> Exercise instructions
**A)** Decide whether each statement below agrees with the text on high dimensional models. Answer each with yes or no and quote the deciding words of the text. (i) The observations y_t are described as iid. (ii) Model One is given as an example of the mean model. (iii) The two models that follow Model One are also mean models.
**B)** Carry on the text on high dimensional models, beginning after its final sentence.

> Document text
───

9 Three High Dimensional Models

#Regularization #NormalDistribution #Chi2Distribution #DFT

1 Model One

Consider $\begin{matrix} (1.1) & y_{t} \overset{i . n . d}{\sim} N (μ_{t}, σ^{2}) . \end{matrix}$ Note that RHS depends on $t$ so $y_{t}$ 's distribution changes with $t$ , so we can't say "iid".
Parameters here are $μ_{1}, \dots, μ_{n}, σ^{2}$ .
Without regularization, MLE gets $μ_{t} = y_{t}, σ^{2} = 0$ . So we define ${\hat{μ}}_{t}^{ridge} (λ)$ and ${\hat{μ}}_{t}^{lasso} (λ)$ , which minimize $\sum_{t = 1}^{n} (y_{t} - μ_{t})^{2} + λ \sum_{t = 2}^{n - 1} ((μ_{t + 1} - μ_{t}) - (μ_{t} - μ_{t - 1}))^{2}$ and $\sum_{t = 1}^{n} (y_{t} - μ_{t})^{2} + λ \sum_{t = 2}^{n - 1} | (μ_{t + 1} - μ_{t}) - (μ_{t} - μ_{t - 1}) | .$ We already know from here that ${\hat{μ}}_{t}^{ridge} (λ) = X {\hat{β}}^{ridge} (λ), {\hat{μ}}_{t}^{lasso} (λ) = X {\hat{β}}^{lasso} (λ),$ where $X = (\begin{matrix} 1 & 0 & 0 & \dots & 0 \\ 1 & 1 & 0 & \dots & 0 \\ 1 & 2 & 1 & \dots & 0 \\ ⋮ & ⋮ & ⋮ & ⋱ & ⋮ \\ 1 & n - 1 & n - 2 & \dots & 1 \end{matrix}), β = (\begin{matrix} β_{0} \\ β_{1} \\ ⋮ \\ β_{n - 1} \end{matrix}),$ and ${\hat{β}}^{ridge} (λ), {\hat{β}}^{lasso} (λ)$ respectively minimize $| | y - X β | |^{2} + \sum_{t = 2}^{n - 1} β_{t}^{2}, | | y - X β | |^{2} + \sum_{t = 2}^{n - 1} | β_{t} | .$

This model is an example of the "mean model" where focus is on $μ_{t}$ . The next two models will be examples of "variance models".

───

> Data shown
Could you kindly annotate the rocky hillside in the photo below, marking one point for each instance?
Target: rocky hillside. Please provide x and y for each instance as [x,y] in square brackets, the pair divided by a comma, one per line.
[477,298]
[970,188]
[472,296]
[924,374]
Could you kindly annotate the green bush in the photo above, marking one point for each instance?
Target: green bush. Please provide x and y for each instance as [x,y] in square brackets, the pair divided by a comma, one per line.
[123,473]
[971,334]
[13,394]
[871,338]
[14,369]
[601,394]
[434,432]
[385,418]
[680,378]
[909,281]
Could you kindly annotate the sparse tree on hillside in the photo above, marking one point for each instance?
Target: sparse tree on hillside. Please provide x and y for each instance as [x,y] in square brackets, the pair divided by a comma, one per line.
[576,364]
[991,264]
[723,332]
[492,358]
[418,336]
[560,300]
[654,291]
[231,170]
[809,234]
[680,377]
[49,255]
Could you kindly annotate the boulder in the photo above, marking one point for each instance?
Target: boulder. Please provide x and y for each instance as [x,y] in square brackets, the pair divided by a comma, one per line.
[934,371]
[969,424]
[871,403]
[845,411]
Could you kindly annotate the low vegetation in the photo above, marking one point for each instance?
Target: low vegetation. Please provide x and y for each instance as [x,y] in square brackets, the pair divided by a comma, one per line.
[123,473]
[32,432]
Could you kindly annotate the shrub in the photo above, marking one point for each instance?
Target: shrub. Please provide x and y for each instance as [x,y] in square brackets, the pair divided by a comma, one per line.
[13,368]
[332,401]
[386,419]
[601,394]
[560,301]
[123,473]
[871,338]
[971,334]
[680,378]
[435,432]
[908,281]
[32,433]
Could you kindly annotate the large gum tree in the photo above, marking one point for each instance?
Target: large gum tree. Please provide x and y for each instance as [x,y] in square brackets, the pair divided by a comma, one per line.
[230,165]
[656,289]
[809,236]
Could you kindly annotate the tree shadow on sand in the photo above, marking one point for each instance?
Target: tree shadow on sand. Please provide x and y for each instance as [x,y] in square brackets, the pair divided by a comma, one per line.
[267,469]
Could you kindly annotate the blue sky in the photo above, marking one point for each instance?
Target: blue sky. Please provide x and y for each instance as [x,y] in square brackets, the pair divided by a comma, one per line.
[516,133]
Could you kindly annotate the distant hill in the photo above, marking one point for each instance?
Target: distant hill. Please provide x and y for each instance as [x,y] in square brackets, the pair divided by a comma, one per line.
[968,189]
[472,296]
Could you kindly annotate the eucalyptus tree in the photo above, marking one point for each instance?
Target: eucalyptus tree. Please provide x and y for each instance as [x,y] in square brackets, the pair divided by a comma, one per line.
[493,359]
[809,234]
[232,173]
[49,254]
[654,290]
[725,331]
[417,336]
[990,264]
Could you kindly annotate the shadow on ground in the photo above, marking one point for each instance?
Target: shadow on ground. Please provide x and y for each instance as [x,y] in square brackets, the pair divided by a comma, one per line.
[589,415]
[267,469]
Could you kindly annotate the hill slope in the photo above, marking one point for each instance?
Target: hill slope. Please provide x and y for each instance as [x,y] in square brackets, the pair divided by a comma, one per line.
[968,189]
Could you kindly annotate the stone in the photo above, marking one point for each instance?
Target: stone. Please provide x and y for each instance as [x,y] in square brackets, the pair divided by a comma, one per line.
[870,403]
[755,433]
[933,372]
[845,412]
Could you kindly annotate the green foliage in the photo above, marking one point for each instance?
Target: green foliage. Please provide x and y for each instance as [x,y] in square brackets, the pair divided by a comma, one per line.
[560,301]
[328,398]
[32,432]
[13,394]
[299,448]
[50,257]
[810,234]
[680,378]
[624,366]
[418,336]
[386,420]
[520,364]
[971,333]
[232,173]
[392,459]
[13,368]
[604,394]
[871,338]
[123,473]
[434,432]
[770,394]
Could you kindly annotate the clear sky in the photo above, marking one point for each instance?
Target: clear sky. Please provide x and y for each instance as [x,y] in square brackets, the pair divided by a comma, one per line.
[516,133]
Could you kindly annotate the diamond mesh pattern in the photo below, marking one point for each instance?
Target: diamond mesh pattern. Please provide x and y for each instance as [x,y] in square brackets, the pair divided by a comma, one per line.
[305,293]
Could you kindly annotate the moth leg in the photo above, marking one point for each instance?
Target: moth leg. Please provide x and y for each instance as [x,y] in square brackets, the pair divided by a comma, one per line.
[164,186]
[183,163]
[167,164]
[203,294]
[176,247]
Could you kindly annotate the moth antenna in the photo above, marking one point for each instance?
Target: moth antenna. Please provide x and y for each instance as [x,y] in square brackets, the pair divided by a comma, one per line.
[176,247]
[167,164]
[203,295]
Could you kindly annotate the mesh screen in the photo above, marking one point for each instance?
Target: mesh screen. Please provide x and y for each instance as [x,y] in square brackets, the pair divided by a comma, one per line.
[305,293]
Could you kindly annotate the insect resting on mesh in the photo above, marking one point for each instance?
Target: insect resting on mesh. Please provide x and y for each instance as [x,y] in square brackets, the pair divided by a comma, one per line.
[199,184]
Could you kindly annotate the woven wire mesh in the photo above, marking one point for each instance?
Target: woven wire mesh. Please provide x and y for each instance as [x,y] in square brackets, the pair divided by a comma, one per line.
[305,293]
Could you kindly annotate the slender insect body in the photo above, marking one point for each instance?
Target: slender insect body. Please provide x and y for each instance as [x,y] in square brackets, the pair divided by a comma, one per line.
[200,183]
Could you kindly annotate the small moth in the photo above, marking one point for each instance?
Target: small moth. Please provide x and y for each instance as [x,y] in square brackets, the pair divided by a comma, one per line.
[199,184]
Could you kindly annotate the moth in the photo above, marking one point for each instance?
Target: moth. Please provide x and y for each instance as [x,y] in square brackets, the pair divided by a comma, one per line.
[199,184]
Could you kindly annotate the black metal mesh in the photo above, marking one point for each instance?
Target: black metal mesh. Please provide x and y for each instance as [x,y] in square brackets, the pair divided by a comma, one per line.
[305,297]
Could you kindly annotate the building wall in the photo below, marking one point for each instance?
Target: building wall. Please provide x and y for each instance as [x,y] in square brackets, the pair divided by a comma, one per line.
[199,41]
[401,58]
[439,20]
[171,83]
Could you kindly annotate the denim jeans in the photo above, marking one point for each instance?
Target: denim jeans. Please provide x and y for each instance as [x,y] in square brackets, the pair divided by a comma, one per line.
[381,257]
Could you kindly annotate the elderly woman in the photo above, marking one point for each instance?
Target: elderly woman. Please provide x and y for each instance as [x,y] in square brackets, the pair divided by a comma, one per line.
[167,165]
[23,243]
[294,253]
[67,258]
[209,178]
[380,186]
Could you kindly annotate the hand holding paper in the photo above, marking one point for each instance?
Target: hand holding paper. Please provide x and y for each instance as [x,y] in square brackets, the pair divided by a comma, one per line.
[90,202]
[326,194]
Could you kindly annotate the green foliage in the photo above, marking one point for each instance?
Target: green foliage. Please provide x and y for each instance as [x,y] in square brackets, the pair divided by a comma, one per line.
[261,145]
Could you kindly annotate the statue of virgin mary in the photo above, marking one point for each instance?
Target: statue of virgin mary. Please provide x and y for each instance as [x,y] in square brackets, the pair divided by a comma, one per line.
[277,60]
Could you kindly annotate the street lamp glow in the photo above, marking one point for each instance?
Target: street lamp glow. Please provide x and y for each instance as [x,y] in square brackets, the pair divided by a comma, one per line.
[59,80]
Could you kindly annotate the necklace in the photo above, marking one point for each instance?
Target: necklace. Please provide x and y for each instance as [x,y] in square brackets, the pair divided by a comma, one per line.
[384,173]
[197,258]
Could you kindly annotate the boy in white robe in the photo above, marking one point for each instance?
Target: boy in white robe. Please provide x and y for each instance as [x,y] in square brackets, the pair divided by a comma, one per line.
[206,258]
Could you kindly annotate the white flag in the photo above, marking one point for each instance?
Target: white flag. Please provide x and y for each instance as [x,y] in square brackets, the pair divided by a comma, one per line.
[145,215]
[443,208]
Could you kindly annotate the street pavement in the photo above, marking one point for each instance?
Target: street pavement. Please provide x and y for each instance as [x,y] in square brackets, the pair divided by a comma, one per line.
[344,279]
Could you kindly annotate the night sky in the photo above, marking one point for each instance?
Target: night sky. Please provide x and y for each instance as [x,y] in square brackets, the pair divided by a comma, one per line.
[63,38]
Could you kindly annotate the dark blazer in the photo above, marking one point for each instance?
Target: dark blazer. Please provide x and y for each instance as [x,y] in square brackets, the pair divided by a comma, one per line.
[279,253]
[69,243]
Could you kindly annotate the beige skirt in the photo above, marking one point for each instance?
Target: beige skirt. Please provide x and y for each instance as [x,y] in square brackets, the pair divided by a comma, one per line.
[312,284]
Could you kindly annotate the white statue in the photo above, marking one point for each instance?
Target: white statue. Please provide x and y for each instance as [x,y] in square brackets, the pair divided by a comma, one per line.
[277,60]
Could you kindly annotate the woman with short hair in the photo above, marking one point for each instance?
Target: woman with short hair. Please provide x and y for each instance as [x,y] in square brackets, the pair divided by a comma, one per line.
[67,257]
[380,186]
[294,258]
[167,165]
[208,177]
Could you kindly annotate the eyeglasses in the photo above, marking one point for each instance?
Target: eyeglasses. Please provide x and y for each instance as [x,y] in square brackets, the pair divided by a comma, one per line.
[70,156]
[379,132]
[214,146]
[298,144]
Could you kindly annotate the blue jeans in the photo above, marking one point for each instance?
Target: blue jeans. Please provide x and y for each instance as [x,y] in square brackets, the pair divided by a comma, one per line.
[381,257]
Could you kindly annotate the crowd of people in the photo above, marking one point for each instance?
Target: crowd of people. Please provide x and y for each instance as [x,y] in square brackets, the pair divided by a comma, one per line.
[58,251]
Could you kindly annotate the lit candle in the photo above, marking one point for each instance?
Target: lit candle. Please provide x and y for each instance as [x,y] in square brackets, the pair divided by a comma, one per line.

───

> Answers to the exercise
**A)**
(i) No: “we can't say "iid"”
(ii) Yes: “This model is an example of the "mean model"”
(iii) No: “The next two models will be examples of "variance models".”

**B)**
2 Model Two

Consider $\begin{matrix} (2.1) & y_{t} \overset{i . n . d}{\sim} N (0, τ_{t}^{2}) . \end{matrix}$ The likelihood is $\begin{matrix} (2.2) & \prod_{t = 1}^{n} \frac{1}{τ_{t}} \exp (- \frac{y_{t}^{2}}{2 τ_{t}^{2}}) . \end{matrix}$ Then $(y_{1}^{2}, \dots, y_{n}^{2})$ form the sufficient statistic. Under (2.1), $y_{t}^{2} \overset{i . n . d}{\sim} τ_{t}^{2} χ_{1}^{2} .$ Note that density of $τ_{t}^{2} χ_{1}^{2}$ is proportional to $\frac{1}{τ_{t}^{2}} {(\frac{x}{τ_{t}^{2}})}^{- \frac{1}{2}} \exp (- \frac{x}{2 τ_{t}^{2}}) = x^{- \frac{1}{2}} \frac{1}{τ_{t}} \exp (- \frac{x}{2 τ_{t}^{2}}) .$ The likelihood of $(y_{1}^{2}, \dots, y_{n}^{2})$ is thus $\prod_{t = 1}^{n} (y_{t}^{2})^{- \frac{1}{2}} \frac{1}{τ_{t}} \exp (- \frac{y_{t}^{2}}{2 τ_{t}^{2}}) .$ Dropping $(y_{t}^{2})^{- \frac{1}{2}}$ , we have (2.2).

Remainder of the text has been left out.